• _Prompt A_
Answer these questions from the commentary on Washington's two-thirds tax requirement below:
(i) How many House votes and how many Senate votes does the writer say it takes to pass any bill?
(ii) In what year was the constitutional convention at which delegates debated changing a county seat?
(iii) Who ruled that he could not allow passage of a loophole closure with less than a two-thirds majority?
• _Prompt B_
List every vote count or vote share that the commentary on Washington's two-thirds tax requirement below gives as a number, fraction or percentage.

When the nine justices of the Washington Supreme Court file into their historic chamber to hear the case State v. League of Education Voters, et al., some of the observers will be looking for the justices to decide an important constitutional issue.
That’s what they do, after all.
But some in the room will hope instead that the nine black-robed ones will decide not to decide whether the state constitution reserves to itself the requirements for passing tax increases. In the balance is whether a requirement for a two-thirds majority to pass tax hikes can be created by initiative or must be done by a constitutional amendment.
I’ll reveal my viewpoint up front. When the constitution states that “no bill shall become a law unless a majority of the members elected to each house be recorded thereupon as voting in its favor,” that means a simple majority. The framers knew about supermajorities because elsewhere in the constitution are higher requirements for matters such as overriding a veto.
By saying a majority, their constitution clearly means that it takes just 50 House votes and 25 Senate votes to pass any bill including those that raise taxes or close tax loopholes. Those totals are both the minimum needed and the maximum needed.
As further evidence of this, an amicus brief filed by the League of Women Voters speaks of a debate at the 1889 constitutional convention over a different issue – how many votes it would take to change a county seat. The delegates argued whether a simple majority was enough to move the seat or if supermajorities – 60 percent or two-thirds – were wiser. The debate shows that the framers considered the question a constitutional issue.
If some state residents want to impose a two-thirds majority on the Legislature for tax hikes, they must lobby for a constitutional amendment, something some have already started pushing. That, by constitutional directive, takes a two-thirds vote of the House and Senate and a simple majority of the voters.
The court has figured a way to not rule on the underlying issue three times previously, either because the justices resolved the case before them on less-than-constitutional grounds or decided it wasn’t properly brought.
That’s what the proponents hope will happen again. The brief filed by state attorneys general who are charged with defending Initiative 1053 claim the case is not a “justiciable controversy.”
It started in the House last year when House Speaker Frank Chopp ruled that he couldn’t allow passage of a loophole closure with less than two-thirds majority and that only the court could change that. The plaintiffs argue they were prevented by the initiative from passing the closure with a simple majority and therefore were directly harmed by it.

• _Spatial localization data_
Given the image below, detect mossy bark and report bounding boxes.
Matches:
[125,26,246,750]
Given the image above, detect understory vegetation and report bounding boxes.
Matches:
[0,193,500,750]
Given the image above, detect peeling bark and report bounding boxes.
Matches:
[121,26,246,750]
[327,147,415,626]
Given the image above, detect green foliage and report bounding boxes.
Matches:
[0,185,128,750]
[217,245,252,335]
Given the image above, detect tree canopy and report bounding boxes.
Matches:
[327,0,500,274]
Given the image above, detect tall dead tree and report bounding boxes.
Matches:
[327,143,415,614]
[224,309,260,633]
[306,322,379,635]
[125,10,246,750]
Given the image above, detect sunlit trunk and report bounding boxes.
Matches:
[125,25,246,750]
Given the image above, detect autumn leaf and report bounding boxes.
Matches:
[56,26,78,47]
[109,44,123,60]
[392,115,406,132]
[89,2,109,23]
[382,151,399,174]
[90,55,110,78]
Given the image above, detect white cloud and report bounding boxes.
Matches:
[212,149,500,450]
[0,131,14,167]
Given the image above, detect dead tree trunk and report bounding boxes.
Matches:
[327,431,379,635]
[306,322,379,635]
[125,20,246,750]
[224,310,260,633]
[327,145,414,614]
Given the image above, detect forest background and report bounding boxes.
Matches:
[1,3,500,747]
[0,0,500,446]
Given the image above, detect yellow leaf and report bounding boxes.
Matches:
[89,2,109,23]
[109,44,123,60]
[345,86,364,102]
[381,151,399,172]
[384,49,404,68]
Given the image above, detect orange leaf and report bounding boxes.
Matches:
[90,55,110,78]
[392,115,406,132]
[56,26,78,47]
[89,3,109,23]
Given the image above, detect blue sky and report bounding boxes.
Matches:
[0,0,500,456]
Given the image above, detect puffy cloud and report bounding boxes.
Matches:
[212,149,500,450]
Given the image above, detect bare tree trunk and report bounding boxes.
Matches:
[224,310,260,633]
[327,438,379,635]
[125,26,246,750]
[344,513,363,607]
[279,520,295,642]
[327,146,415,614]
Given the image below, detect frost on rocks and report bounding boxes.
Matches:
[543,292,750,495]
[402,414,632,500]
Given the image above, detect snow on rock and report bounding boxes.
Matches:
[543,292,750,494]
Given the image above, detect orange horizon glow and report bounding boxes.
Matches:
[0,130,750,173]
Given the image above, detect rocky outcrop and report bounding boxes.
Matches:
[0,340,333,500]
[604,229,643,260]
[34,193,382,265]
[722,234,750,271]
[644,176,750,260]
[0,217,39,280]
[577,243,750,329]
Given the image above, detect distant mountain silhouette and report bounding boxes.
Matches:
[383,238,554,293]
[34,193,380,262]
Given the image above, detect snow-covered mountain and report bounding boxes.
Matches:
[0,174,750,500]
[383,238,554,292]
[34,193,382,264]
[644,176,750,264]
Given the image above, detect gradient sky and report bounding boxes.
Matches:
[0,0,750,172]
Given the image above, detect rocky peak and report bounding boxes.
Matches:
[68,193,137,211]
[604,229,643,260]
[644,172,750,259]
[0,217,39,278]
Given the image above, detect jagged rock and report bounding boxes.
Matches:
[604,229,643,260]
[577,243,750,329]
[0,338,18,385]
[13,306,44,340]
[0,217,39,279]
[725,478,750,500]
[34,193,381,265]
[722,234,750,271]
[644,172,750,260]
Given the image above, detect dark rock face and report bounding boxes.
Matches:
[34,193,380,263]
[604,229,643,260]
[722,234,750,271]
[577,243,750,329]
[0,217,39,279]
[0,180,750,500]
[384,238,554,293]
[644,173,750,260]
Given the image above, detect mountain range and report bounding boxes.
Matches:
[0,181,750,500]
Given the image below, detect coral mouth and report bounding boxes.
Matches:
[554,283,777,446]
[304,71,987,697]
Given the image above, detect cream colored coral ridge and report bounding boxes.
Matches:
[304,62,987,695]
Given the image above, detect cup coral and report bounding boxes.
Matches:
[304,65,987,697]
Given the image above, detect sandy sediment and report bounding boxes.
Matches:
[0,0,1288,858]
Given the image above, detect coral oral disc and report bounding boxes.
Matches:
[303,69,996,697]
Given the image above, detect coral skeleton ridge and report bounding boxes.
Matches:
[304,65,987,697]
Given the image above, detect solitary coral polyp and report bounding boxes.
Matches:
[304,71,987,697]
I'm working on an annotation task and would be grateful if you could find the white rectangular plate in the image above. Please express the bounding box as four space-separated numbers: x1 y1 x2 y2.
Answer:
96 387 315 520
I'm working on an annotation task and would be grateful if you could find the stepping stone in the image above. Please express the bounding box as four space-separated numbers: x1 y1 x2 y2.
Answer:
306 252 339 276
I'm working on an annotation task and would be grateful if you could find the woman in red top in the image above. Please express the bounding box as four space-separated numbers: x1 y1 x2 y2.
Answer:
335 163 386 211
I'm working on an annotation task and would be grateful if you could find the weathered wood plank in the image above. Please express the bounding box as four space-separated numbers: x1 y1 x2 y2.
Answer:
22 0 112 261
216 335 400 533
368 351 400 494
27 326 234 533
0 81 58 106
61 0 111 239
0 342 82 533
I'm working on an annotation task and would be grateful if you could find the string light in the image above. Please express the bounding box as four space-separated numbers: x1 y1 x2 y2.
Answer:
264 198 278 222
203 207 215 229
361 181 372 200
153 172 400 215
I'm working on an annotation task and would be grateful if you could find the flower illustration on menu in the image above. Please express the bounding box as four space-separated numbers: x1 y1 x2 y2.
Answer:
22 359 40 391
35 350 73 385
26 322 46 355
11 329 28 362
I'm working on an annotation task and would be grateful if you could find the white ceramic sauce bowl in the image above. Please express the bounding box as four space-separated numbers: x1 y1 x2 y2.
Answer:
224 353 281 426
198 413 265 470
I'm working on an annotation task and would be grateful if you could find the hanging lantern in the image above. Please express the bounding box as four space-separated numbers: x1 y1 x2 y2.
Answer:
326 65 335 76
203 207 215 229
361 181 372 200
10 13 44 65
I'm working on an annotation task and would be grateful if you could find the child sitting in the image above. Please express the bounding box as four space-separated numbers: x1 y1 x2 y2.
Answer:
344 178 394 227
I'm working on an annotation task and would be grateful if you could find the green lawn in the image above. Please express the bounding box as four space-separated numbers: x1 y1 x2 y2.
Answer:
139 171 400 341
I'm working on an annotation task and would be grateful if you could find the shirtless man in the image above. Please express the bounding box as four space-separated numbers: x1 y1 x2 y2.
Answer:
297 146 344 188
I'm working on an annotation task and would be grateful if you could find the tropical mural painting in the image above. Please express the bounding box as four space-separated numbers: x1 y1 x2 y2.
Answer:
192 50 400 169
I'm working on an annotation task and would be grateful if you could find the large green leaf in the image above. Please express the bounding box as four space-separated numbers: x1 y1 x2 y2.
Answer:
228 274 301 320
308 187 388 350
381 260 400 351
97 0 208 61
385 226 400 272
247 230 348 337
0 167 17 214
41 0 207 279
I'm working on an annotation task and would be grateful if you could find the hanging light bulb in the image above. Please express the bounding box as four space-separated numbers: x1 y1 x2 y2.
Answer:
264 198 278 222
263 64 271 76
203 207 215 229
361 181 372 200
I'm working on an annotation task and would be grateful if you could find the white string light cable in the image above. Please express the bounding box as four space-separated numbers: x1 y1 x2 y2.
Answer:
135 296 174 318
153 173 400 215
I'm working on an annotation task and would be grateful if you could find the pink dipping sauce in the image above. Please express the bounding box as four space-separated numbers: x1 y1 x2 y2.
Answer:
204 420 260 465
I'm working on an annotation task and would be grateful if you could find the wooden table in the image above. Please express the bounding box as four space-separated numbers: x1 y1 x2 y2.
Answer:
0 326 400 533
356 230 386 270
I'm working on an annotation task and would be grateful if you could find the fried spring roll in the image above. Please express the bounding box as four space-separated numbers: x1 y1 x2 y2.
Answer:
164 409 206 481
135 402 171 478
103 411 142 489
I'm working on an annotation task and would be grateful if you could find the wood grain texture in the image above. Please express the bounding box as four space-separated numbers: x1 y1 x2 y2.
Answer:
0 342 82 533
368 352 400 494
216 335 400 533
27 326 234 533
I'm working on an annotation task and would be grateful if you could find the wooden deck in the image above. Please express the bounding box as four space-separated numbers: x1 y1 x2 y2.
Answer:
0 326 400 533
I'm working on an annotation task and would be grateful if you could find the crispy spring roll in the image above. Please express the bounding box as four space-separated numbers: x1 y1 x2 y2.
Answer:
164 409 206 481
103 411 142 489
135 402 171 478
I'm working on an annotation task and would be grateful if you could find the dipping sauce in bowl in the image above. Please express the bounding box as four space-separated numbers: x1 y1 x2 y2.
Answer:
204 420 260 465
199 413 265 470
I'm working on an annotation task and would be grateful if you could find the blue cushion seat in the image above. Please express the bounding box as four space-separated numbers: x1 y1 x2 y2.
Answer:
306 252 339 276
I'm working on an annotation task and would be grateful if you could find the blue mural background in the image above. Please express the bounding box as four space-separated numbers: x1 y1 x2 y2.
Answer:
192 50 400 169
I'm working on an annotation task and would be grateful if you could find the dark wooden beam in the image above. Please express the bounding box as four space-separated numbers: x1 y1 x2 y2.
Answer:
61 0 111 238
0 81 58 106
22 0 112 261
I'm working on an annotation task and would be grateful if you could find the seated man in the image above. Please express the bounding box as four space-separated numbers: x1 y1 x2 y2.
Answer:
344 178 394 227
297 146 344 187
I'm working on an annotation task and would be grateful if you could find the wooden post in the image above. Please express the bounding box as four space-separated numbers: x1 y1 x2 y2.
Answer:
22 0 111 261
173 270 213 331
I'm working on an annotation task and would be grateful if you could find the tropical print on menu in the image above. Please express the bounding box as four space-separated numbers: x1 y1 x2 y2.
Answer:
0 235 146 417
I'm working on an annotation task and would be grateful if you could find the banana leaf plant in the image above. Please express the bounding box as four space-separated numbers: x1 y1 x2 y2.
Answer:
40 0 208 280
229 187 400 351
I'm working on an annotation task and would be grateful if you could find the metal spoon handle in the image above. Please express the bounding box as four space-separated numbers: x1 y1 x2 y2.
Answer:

• _Answer area A_
(i) 50 House votes and 25 Senate votes.
(ii) 1889.
(iii) House Speaker Frank Chopp.

• _Answer area B_
50 House votes; 25 Senate votes; 60 percent; two-thirds